● Task statement
Revise the records below by changing every "Pinpoint" to "Locate", and leave the rest of the text untouched.
-- start of Given data --
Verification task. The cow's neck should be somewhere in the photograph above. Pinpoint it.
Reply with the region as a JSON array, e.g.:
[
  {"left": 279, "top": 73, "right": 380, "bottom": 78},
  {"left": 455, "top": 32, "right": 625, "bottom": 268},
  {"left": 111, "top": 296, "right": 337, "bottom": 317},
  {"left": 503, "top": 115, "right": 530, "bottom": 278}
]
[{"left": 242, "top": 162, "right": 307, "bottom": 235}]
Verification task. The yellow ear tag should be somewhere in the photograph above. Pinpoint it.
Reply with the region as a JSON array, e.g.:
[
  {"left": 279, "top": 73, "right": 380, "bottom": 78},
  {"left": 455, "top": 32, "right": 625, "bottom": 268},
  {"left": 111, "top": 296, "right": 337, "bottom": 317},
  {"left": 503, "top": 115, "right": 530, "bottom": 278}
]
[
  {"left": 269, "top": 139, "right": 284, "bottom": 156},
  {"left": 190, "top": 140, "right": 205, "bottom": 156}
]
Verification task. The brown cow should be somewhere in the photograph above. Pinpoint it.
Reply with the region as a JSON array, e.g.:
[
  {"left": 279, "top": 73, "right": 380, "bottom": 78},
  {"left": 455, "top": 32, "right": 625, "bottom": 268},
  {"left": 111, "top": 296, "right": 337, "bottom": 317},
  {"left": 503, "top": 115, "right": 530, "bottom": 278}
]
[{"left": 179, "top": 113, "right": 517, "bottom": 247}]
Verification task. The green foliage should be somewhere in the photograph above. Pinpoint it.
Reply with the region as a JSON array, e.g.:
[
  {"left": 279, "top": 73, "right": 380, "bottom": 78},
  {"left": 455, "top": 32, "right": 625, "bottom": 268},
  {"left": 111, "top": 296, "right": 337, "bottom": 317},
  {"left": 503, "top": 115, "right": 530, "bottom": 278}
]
-- end of Given data --
● Response
Verification task. The cow's neck should be somewhere in the photograph above. Locate it.
Reply with the region as a JSON array, e.g.:
[
  {"left": 279, "top": 73, "right": 380, "bottom": 78},
  {"left": 455, "top": 32, "right": 625, "bottom": 268},
  {"left": 111, "top": 296, "right": 337, "bottom": 317},
  {"left": 503, "top": 115, "right": 530, "bottom": 278}
]
[{"left": 242, "top": 162, "right": 307, "bottom": 235}]
Verification task. The yellow ear tag should be somewhere in the photograph above. Locate it.
Reply with the region as a JSON array, e.g.:
[
  {"left": 279, "top": 73, "right": 380, "bottom": 78},
  {"left": 455, "top": 32, "right": 625, "bottom": 268},
  {"left": 111, "top": 296, "right": 337, "bottom": 317},
  {"left": 503, "top": 115, "right": 530, "bottom": 278}
]
[
  {"left": 269, "top": 139, "right": 284, "bottom": 156},
  {"left": 190, "top": 140, "right": 205, "bottom": 156}
]
Verification task. The brown cow should be somewhere in the photograph above. Locate it.
Reply with the region as a JSON array, e.g.:
[
  {"left": 279, "top": 73, "right": 380, "bottom": 78},
  {"left": 455, "top": 32, "right": 625, "bottom": 268},
  {"left": 111, "top": 296, "right": 337, "bottom": 317},
  {"left": 503, "top": 115, "right": 530, "bottom": 278}
]
[{"left": 179, "top": 113, "right": 517, "bottom": 247}]
Verification task. The green foliage should be somewhere in the photograph above. Locate it.
Reply with the region as a JSON array, e.g.:
[
  {"left": 279, "top": 73, "right": 380, "bottom": 78},
  {"left": 455, "top": 32, "right": 625, "bottom": 268},
  {"left": 111, "top": 296, "right": 337, "bottom": 317},
  {"left": 503, "top": 115, "right": 530, "bottom": 278}
]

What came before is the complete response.